- [WHAT TO WORK ON]:
Quote the stretch from "After Obama was" through "and Solar City." in the excerpt below on NASA and commercial space. Copy it word for word.

After Obama was elected, the decommissioning of the Shuttle fleet remained on course, while the program to develop off-planet resources [with a different launch vehicle] and slowly build up and hand over to commercials companies, was scrapped.

Commercial space (COTS begun under Bush) became NASA's central focus [mission] under Lori Garver. The U.S. national space program began receding into the background and Space X began it's ascent.

Space X [Elon Musk owned and run], Telsa Electric Car Co. [Musk owned and run] and Solar City [Musk, the major investor of company headed by his cousin] - ALL par excellence recipients of government contracts, tax credits and carbon credits [$1B territory]. Musk is a large Obama donor.

There are ongoing investigations, with calls for more concerning Tesla and Solar City.

Obama's Science and Technology Adviser, John P. Holdren (Population Bomb author w/ Ehrlichs/and other green and population control publications) told U.S. students that the U.S. can not be number one in everything; that it is better for us when the playing field is leveled.

- [RECORDS]:
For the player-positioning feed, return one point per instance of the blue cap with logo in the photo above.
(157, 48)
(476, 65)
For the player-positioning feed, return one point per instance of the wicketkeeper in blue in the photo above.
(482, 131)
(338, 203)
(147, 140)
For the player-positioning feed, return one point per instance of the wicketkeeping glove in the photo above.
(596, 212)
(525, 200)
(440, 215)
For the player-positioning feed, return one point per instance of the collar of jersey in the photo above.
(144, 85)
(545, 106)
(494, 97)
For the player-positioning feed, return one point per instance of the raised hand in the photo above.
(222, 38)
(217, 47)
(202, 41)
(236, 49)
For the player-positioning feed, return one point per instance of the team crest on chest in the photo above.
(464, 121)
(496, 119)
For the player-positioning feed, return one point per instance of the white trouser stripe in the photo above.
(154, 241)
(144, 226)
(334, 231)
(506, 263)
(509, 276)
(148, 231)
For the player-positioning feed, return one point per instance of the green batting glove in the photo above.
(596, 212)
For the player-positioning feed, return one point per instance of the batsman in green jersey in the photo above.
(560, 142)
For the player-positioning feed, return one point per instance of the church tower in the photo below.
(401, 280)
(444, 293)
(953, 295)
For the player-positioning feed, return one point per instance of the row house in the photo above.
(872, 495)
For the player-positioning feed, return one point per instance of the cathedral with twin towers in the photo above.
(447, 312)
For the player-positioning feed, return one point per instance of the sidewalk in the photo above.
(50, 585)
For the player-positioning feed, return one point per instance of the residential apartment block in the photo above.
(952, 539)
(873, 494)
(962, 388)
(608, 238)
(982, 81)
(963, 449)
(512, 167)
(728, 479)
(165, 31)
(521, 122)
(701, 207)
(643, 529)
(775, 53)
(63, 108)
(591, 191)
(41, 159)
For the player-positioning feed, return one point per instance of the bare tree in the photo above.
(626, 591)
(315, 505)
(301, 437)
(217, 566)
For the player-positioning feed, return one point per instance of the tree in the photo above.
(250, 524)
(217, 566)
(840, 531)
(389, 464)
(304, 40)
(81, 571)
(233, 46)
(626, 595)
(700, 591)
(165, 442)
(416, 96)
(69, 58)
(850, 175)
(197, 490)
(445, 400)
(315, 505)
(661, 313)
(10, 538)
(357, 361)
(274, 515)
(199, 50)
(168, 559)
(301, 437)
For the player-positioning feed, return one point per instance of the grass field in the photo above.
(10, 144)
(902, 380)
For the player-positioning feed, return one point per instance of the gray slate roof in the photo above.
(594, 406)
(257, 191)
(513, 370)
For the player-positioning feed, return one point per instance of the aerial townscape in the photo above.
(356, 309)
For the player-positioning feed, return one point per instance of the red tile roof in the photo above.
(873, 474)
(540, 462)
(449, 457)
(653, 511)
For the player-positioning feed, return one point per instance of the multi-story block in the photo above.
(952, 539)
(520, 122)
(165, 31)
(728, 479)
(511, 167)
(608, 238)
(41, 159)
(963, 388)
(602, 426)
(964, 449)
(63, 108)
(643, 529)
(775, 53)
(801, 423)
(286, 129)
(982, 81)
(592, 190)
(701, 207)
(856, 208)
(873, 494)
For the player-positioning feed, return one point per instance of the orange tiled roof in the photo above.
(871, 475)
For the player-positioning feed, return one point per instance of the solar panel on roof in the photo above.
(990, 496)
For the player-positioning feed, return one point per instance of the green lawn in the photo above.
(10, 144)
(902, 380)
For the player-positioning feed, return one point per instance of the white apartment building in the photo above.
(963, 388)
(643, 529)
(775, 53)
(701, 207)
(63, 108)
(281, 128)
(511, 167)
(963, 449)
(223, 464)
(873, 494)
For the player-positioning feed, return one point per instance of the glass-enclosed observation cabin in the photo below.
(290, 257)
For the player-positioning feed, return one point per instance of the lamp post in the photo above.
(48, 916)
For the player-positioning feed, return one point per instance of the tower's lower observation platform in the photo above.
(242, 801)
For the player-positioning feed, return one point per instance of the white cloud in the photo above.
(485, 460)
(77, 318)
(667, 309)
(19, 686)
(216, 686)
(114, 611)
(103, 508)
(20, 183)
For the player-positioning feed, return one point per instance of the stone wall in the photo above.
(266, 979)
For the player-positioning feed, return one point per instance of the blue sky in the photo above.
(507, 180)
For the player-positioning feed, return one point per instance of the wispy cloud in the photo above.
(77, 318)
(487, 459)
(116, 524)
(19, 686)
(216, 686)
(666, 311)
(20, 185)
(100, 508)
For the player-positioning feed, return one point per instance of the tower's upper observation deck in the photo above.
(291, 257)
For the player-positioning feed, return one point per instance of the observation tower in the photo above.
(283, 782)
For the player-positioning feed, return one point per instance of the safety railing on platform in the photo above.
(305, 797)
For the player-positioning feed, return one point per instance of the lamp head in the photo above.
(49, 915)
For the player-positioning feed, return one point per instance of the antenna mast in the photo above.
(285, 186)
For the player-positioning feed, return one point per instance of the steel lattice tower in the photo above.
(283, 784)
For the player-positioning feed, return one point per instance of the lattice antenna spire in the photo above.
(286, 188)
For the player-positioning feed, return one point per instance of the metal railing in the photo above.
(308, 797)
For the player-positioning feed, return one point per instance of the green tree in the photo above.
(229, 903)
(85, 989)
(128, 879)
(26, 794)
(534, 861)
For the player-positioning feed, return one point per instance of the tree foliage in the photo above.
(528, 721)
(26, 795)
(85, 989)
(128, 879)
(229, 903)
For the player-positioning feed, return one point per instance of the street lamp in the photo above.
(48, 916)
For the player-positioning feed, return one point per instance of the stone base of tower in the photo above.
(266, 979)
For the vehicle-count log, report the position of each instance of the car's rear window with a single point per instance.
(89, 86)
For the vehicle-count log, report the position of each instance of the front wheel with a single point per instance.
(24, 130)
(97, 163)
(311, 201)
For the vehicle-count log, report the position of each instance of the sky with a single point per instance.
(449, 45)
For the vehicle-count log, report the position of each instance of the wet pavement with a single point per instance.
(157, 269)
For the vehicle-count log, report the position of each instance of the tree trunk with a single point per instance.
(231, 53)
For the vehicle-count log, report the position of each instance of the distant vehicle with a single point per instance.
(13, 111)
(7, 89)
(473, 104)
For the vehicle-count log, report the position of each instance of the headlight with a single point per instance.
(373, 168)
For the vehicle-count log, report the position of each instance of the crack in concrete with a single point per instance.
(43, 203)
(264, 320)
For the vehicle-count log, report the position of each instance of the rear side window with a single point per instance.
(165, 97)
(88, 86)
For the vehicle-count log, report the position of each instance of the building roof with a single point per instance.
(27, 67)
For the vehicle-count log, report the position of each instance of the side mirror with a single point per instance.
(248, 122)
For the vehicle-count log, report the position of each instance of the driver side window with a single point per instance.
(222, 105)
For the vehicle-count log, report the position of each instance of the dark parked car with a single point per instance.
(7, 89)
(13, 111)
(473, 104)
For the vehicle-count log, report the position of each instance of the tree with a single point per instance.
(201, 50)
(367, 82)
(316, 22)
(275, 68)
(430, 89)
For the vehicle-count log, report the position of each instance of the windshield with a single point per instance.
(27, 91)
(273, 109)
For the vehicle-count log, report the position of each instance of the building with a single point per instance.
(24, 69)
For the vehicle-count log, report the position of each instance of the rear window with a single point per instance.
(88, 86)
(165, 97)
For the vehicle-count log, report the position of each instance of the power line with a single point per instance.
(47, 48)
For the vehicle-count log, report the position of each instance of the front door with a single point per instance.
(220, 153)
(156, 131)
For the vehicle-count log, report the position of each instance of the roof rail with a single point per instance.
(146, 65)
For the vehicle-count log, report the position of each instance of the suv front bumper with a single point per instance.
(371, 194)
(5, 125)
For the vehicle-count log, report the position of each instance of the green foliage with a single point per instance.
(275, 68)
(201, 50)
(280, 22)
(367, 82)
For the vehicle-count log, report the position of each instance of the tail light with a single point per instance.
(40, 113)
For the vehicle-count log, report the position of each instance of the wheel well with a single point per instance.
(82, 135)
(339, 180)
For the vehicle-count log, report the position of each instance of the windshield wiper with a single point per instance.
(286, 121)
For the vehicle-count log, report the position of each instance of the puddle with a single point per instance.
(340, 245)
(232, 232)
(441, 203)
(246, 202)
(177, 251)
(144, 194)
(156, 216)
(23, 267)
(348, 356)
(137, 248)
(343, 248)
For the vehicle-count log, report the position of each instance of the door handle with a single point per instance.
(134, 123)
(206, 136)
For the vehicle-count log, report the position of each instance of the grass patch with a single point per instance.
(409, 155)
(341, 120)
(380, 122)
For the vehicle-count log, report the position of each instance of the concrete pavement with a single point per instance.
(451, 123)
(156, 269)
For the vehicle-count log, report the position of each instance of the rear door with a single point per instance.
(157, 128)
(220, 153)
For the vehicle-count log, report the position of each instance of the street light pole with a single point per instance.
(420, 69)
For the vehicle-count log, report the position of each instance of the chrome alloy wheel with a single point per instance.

- [ANSWER TO THIS TASK]:
After Obama was elected, the decommissioning of the Shuttle fleet remained on course, while the program to develop off-planet resources [with a different launch vehicle] and slowly build up and hand over to commercials companies, was scrapped.

Commercial space (COTS begun under Bush) became NASA's central focus [mission] under Lori Garver. The U.S. national space program began receding into the background and Space X began it's ascent.

Space X [Elon Musk owned and run], Telsa Electric Car Co. [Musk owned and run] and Solar City [Musk, the major investor of company headed by his cousin] - ALL par excellence recipients of government contracts, tax credits and carbon credits [$1B territory]. Musk is a large Obama donor.

There are ongoing investigations, with calls for more concerning Tesla and Solar City.